**What this task involves**: In the entries below, find each line with the word "rough" and return it.

**Dataset records**:
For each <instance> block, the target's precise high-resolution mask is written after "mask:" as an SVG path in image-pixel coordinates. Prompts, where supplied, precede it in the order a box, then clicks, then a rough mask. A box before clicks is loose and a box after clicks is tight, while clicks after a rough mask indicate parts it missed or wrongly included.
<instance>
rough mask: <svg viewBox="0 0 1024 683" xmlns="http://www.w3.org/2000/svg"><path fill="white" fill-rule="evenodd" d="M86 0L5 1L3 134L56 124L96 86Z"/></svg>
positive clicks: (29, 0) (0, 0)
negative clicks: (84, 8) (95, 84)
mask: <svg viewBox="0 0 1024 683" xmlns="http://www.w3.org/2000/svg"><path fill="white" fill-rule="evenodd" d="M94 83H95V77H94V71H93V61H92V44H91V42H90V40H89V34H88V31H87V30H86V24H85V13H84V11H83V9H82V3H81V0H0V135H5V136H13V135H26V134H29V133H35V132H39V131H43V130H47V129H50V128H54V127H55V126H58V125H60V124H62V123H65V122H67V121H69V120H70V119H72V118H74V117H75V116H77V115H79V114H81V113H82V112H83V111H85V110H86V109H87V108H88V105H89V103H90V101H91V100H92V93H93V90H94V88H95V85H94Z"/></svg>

**Task response**:
For each <instance> block, the target's precise high-resolution mask is written after "mask:" as an SVG path in image-pixel coordinates. Prompts, where supplied, precede it in the order a box, then clicks, then a rough mask. A box before clicks is loose and a box after clicks is tight, while clicks after a rough mask indicate parts it missed or wrongly included.
rough mask: <svg viewBox="0 0 1024 683" xmlns="http://www.w3.org/2000/svg"><path fill="white" fill-rule="evenodd" d="M86 0L5 1L3 134L56 124L96 86Z"/></svg>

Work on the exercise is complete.